*** GIVEN DATA

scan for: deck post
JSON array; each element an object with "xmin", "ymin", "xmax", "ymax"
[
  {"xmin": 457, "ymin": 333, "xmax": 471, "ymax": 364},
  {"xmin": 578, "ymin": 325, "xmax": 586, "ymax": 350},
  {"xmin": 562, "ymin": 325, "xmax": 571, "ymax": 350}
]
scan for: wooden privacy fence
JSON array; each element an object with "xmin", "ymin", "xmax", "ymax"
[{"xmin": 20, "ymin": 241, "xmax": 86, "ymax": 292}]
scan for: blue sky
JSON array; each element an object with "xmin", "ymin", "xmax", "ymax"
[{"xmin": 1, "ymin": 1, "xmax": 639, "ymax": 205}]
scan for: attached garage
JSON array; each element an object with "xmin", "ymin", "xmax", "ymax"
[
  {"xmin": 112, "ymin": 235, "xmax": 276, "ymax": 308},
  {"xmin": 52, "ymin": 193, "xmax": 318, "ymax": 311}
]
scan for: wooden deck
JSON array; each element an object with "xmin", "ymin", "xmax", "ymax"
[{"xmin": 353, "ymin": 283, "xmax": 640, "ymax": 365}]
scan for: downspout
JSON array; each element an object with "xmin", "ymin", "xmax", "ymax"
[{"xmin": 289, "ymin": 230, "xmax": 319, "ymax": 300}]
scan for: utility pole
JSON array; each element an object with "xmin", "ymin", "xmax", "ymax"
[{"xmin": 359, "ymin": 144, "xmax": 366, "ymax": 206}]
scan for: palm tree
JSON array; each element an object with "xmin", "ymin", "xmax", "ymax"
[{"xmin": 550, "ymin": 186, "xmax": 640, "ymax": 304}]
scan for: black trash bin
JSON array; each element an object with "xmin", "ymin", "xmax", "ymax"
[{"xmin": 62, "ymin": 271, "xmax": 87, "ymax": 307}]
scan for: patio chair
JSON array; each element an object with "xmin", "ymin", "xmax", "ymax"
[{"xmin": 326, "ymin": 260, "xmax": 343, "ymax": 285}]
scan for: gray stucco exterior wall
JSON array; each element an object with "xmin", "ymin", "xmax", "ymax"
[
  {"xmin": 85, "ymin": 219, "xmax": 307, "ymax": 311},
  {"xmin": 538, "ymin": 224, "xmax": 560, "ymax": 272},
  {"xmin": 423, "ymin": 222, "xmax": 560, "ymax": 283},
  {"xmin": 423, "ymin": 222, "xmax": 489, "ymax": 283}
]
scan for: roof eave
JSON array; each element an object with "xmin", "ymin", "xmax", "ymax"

******

## EXERCISE BRIEF:
Once more, write all of the records exactly as given.

## ANSWER TO THIS TASK:
scan for: deck post
JSON array; each element an object with "xmin", "ymin", "xmax", "ymax"
[
  {"xmin": 457, "ymin": 333, "xmax": 471, "ymax": 364},
  {"xmin": 578, "ymin": 325, "xmax": 586, "ymax": 350},
  {"xmin": 562, "ymin": 325, "xmax": 571, "ymax": 350}
]
scan for: wooden privacy fence
JSON array; each element an object with "xmin", "ymin", "xmax", "ymax"
[{"xmin": 20, "ymin": 241, "xmax": 86, "ymax": 292}]
scan for: blue sky
JSON array; each element an object with "xmin", "ymin", "xmax", "ymax"
[{"xmin": 1, "ymin": 1, "xmax": 639, "ymax": 205}]
scan for: attached garage
JSON array; each element an object with "xmin", "ymin", "xmax", "ymax"
[
  {"xmin": 112, "ymin": 235, "xmax": 276, "ymax": 308},
  {"xmin": 52, "ymin": 193, "xmax": 318, "ymax": 311}
]
scan for: wooden deck
JSON array; each element an object with "xmin", "ymin", "xmax", "ymax"
[{"xmin": 353, "ymin": 283, "xmax": 640, "ymax": 365}]
scan for: downspout
JSON array; each element an object with "xmin", "ymin", "xmax", "ymax"
[{"xmin": 289, "ymin": 230, "xmax": 319, "ymax": 300}]
scan for: utility pole
JSON array; each element an object with "xmin", "ymin", "xmax", "ymax"
[{"xmin": 359, "ymin": 144, "xmax": 366, "ymax": 206}]
scan for: palm tree
JSON array; each element an object with "xmin", "ymin", "xmax", "ymax"
[{"xmin": 550, "ymin": 186, "xmax": 640, "ymax": 304}]
scan for: black trash bin
JSON array; each element an object with "xmin", "ymin", "xmax", "ymax"
[{"xmin": 62, "ymin": 271, "xmax": 87, "ymax": 307}]
scan for: patio chair
JSON array; each element an object with "xmin", "ymin", "xmax", "ymax"
[{"xmin": 326, "ymin": 260, "xmax": 343, "ymax": 285}]
scan for: gray stucco exterior wall
JSON array; each element an object with "xmin", "ymin", "xmax", "ymax"
[
  {"xmin": 85, "ymin": 219, "xmax": 307, "ymax": 311},
  {"xmin": 538, "ymin": 224, "xmax": 560, "ymax": 272},
  {"xmin": 423, "ymin": 222, "xmax": 560, "ymax": 283},
  {"xmin": 423, "ymin": 222, "xmax": 489, "ymax": 283}
]
scan for: roof eave
JSON array; each element an object with "xmin", "ymin", "xmax", "ymax"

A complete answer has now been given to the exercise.